Rewrite the data starting at the line that contains "Target: grape stem" and ending at the line that contains "x=499 y=328", changing "utility pole" to "power pole" and leaving everything else unchanged. Return only those lines.

────────

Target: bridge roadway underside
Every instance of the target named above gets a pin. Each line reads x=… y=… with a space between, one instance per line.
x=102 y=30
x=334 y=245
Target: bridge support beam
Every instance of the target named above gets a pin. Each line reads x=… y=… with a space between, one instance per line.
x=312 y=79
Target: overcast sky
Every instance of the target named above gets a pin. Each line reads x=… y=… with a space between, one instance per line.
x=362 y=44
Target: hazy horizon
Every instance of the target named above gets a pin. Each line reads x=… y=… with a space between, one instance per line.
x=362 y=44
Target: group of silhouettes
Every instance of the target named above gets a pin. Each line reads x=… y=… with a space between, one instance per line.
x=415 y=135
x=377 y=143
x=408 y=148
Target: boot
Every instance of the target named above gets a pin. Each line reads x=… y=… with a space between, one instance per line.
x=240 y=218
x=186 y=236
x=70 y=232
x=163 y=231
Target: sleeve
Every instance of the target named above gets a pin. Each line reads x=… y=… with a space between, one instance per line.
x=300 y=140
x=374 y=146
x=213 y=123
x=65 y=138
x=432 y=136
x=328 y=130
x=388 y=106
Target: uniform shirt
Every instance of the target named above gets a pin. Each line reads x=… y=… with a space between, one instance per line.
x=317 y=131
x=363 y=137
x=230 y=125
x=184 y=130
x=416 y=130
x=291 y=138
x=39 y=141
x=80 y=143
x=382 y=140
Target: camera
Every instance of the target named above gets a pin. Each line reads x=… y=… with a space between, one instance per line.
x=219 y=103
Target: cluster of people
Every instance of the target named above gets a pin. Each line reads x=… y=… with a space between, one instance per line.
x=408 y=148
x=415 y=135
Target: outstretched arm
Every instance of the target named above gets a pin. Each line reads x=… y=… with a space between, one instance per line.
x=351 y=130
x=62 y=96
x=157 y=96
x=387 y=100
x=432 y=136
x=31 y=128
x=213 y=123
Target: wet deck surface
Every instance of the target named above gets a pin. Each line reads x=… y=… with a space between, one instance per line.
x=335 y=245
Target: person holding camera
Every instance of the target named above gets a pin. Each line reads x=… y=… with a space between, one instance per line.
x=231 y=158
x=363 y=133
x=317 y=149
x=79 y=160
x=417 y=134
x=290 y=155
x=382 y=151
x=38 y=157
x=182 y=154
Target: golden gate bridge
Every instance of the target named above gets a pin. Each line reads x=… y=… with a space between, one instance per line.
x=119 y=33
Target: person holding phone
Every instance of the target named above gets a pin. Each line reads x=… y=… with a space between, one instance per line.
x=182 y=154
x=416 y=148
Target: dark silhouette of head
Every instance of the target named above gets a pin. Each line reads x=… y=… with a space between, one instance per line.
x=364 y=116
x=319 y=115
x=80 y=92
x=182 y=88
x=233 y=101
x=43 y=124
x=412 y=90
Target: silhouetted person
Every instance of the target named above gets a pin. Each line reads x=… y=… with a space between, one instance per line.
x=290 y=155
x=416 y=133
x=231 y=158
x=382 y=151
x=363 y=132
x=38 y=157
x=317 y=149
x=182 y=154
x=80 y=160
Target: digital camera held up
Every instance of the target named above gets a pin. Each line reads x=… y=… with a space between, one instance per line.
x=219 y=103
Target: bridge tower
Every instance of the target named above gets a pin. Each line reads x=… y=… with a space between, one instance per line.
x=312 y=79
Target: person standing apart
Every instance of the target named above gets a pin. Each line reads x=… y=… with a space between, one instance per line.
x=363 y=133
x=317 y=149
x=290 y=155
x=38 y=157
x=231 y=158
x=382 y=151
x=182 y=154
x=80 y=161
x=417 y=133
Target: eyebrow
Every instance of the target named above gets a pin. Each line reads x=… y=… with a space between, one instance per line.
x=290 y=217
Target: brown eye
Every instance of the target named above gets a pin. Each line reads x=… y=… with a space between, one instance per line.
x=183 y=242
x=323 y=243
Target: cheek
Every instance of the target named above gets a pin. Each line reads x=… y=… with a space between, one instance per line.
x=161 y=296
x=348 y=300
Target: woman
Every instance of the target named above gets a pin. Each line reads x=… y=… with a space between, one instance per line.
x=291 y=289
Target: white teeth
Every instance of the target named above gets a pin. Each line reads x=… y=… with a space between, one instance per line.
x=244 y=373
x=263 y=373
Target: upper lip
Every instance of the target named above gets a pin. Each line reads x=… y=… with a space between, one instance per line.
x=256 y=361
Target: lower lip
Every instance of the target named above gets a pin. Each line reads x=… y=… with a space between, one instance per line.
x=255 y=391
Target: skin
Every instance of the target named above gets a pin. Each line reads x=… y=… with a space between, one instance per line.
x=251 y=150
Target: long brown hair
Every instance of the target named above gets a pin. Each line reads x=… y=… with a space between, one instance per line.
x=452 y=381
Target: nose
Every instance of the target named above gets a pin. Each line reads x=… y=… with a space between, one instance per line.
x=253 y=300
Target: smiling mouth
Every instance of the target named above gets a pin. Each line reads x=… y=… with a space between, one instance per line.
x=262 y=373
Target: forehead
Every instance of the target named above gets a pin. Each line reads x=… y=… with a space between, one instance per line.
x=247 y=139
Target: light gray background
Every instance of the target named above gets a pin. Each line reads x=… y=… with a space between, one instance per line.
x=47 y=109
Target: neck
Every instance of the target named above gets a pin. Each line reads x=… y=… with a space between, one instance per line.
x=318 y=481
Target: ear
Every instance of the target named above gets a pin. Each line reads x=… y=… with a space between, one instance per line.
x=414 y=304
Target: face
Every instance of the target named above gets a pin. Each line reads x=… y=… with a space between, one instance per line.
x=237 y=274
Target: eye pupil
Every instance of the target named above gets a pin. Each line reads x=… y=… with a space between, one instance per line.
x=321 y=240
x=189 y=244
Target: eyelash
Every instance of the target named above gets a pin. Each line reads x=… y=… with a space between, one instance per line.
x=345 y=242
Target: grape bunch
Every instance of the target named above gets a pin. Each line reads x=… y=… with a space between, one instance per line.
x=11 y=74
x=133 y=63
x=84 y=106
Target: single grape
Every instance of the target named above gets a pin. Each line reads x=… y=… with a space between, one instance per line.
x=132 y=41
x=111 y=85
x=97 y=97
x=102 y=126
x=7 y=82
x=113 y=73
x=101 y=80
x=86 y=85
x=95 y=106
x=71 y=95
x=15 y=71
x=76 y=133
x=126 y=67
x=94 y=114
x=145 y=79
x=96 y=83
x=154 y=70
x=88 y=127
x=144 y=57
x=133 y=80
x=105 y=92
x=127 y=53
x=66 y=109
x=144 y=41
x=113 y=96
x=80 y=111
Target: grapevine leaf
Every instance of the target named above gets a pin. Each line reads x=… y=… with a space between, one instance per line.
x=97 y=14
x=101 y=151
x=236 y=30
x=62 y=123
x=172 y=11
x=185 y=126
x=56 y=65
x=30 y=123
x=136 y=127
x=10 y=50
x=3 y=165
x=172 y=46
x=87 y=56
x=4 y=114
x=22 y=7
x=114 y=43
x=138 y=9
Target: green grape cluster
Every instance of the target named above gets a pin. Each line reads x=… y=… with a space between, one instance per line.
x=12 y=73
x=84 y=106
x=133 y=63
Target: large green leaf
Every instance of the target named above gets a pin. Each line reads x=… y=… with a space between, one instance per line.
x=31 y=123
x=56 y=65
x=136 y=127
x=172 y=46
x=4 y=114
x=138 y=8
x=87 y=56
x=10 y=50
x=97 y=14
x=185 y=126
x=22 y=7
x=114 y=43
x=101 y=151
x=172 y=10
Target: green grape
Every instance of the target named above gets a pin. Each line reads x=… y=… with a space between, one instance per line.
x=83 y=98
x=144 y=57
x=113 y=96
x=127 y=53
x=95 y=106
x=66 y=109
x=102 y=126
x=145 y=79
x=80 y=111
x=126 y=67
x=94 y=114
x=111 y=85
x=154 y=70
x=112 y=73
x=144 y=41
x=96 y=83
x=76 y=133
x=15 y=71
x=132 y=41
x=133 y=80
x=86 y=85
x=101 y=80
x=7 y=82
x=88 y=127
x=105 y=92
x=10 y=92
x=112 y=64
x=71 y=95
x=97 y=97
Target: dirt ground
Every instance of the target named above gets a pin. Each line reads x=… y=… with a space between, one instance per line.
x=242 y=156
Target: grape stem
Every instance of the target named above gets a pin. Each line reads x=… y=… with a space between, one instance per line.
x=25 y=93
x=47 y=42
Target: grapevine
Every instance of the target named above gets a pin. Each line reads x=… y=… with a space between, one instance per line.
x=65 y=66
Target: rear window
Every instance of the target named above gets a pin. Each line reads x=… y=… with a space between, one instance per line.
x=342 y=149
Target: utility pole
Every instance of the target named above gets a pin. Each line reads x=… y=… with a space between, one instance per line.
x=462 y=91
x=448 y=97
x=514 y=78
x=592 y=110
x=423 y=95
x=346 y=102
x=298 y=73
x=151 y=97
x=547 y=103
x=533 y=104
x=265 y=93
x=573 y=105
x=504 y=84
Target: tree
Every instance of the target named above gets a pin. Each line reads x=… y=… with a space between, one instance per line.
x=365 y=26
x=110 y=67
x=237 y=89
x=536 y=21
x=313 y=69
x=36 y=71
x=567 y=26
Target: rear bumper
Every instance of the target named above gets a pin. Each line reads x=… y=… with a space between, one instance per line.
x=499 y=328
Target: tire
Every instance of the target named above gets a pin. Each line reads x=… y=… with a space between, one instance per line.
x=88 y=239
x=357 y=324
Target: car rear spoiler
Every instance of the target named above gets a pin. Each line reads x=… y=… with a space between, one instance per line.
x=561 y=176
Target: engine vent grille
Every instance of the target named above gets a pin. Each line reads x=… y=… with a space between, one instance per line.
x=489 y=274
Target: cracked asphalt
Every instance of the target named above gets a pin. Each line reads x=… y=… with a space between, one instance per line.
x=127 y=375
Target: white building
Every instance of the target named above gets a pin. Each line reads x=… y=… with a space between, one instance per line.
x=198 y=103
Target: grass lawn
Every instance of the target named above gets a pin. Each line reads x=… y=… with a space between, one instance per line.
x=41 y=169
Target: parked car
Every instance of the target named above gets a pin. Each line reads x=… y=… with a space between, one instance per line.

────────

Full output ▸
Target: grape stem
Every instance of the target named above gets a pin. Each line reads x=… y=… with a space between, one instance per line.
x=25 y=93
x=47 y=42
Target: grapevine
Every instance of the target named above gets a pin. Each line reads x=… y=… with a space between, one instance per line.
x=65 y=66
Target: rear window
Every instance of the target named above gets a pin. Each line reads x=… y=… with a space between, one instance per line.
x=342 y=149
Target: power pole
Every instance of the target named above gets a pin. Each line reads x=… y=… with a space between, one instance per line.
x=462 y=91
x=448 y=97
x=514 y=78
x=592 y=110
x=423 y=95
x=346 y=102
x=298 y=73
x=151 y=97
x=547 y=103
x=533 y=104
x=265 y=93
x=573 y=105
x=504 y=84
Target: tree
Every instance of the target named above gets a pin. Each line reads x=… y=… with a space between, one instance per line.
x=365 y=26
x=110 y=67
x=237 y=89
x=536 y=21
x=313 y=69
x=36 y=71
x=567 y=26
Target: rear bumper
Every instance of the target named above gets a pin. Each line reads x=… y=… with a space between, one instance per line.
x=499 y=328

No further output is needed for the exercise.